Convert the entries, from the first line up to and including the line that contains "192 247 L 30", into a Markdown table with the columns No. and Entry Line, numbering each line and omitting blank lines.

************

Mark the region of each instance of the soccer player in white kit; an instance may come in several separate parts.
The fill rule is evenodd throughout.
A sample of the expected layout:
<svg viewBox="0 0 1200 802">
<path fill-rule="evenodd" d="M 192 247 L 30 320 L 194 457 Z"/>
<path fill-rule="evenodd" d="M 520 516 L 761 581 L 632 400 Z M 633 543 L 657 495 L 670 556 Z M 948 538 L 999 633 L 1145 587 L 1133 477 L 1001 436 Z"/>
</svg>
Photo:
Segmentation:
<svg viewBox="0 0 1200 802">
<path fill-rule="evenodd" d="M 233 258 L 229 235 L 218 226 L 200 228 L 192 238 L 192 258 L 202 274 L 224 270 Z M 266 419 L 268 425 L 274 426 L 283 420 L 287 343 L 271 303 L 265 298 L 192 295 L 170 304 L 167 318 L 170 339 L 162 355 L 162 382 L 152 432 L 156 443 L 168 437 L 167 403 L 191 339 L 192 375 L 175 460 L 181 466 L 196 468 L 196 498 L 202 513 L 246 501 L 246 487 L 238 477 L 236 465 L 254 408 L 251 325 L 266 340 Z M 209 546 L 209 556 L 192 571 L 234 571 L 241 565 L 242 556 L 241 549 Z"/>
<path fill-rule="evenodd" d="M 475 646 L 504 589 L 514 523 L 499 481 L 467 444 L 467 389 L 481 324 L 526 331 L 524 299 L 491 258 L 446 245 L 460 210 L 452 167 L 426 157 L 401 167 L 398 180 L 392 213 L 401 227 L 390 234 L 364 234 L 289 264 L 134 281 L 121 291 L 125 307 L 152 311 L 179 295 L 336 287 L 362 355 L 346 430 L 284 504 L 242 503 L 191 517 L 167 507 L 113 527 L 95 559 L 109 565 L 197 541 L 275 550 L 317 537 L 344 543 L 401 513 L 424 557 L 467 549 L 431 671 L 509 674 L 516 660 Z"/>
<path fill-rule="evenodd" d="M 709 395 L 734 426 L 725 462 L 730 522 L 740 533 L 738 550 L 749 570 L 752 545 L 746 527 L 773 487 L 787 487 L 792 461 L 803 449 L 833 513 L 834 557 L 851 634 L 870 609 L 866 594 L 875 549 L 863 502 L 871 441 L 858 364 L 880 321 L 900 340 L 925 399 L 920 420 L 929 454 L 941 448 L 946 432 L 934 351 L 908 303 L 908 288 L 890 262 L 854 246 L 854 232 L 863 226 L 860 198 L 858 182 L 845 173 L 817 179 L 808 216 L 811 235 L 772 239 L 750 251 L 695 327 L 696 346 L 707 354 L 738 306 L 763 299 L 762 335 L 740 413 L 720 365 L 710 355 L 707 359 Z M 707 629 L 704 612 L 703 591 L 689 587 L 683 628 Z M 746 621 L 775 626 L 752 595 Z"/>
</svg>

************

FULL SOLUTION:
| No. | Entry Line |
|---|---|
| 1 | Mark the region of each instance of the soccer player in white kit; an instance may come in several separate parts. |
| 2 | The fill rule is evenodd throughout. |
| 3 | A sample of the expected layout: |
| 4 | <svg viewBox="0 0 1200 802"> |
| 5 | <path fill-rule="evenodd" d="M 192 247 L 30 320 L 194 457 Z"/> |